▸ SELECTED EXTRACT
────────

Proxy contributions to the LF HadSST2-based Niño-3.4 reconstruction. The shape of each symbol follows the convention of Fig. 2: triangles for trees, circles for corals, squares for sedimentary archives, and stars for ice cores. The color of each symbol is the product of the LF regression weights times the proxy signal, coded according to the color scale (from −0.5° to 0.5°C) below the map. Time series plots display the 20-yr low-pass-filtered Niño-3.4 and associated jackknife spread. Gray vertical lines mark the timing of each remarkable point.
Citation: Journal of Climate 26, 7; 10.1175/JCLI-D-11-00511.1
b. Sensitivity analyses
We will now evaluate the robustness of these results to key procedural choices: reconstruction method, instrumental target, and coral detrending.
1) Sensitivity to the reconstruction method
Figure 7 shows the evolution of Niño-3.4 solutions obtained from the three instrumental targets and two reconstruction methods (CPS and RegEM TTLS), together with RegEM-based confidence intervals for the LF component. A salient feature of our reconstructions is that, in each case, the CPS and RegEM solutions display similar LF behavior (they are within uncertainties of each other most of the time), but the CPS reconstruction displays more pronounced decadal variability, while RegEM reconstructions display more pronounced centennial variability: the LIA cooling is virtually absent of CPS reconstructions, for instance. The similarity between the LF character of the CPS and RegEM reconstructions using HadSST2i and Kaplan targets is otherwise remarkable and suggests that the statistical method is of secondary importance here.
Most likely trajectories of Niño-3.4 over the past millennium. Plotted for each panel are the 20-yr low-pass-filtered RegEM data with 95% confidence interval (red) and CPS solutions (green), the unfiltered RegEM solution (dark gray), and the number of available proxies (light gray shaded region). Numbers in the lower right corner of each plot are the linear correlation coefficients between 20-yr low-pass-filtered CPS and RegEM solutions. Reconstructions are only plotted after A.D. 1150, before that CPS reconstructions are not defined.

────────

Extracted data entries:

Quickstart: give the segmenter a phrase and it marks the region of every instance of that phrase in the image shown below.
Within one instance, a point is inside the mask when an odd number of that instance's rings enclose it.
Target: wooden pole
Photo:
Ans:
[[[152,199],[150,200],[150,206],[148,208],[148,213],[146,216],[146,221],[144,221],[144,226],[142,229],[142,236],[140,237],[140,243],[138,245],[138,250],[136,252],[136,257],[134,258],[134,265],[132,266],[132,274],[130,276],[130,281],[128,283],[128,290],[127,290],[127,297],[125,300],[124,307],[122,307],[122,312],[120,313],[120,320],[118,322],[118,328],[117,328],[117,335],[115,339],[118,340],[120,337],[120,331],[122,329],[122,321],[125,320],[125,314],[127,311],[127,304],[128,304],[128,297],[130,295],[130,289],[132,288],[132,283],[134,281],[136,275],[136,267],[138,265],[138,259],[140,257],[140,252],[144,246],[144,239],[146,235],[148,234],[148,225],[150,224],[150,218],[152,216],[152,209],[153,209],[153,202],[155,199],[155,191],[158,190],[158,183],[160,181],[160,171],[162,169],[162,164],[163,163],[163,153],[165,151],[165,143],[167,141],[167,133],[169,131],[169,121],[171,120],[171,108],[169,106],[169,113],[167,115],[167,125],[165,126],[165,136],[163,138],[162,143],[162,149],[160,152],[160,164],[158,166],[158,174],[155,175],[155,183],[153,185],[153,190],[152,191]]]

────────

▸ OBJECTIVES
1. In the Niño-3.4 reconstruction text, which symbol shape stands for corals?
2. Extend the Niño-3.4 reconstruction text from where it stops.
The records are material apart from the Niño-3.4 reconstruction text.

▸ ANSWERS FOR THE TASKS
1. Circles.

2.
Citation: Journal of Climate 26, 7; 10.1175/JCLI-D-11-00511.1
2) Sensitivity to the instrumental target
Figure 8 takes a closer look at the influence of the target dataset and the uncertainties associated with each reconstruction. A consistent feature is the large jackknife uncertainties at A.D. 1350 or so, when only four records are available. Jackknife envelopes are most narrow from ∼A.D. 1400 to A.D. 1500, surrounding a time of relative warmth in all three reconstructions. The reconstruction based on an ERSSTv3 target, however, shows a very wide jackknife spread around A.D. 1550, traceable to the Nevado de Colima [International Tree-Ring Data Bank (ITRDB)] record, which is not present in the other two screened networks. The depth of the minimum about A.D. 1760 noted above appears to scale like the instrumental trend (ERSSTv3 > HadSST2i > Kaplan). This feature dominates other methodological choices.
Measures of uncertainty associated with LF RegEM reconstructions. Colored regions represent the spread of jackknife reconstructions; gray shaded regions represent RegEM-based confidence intervals.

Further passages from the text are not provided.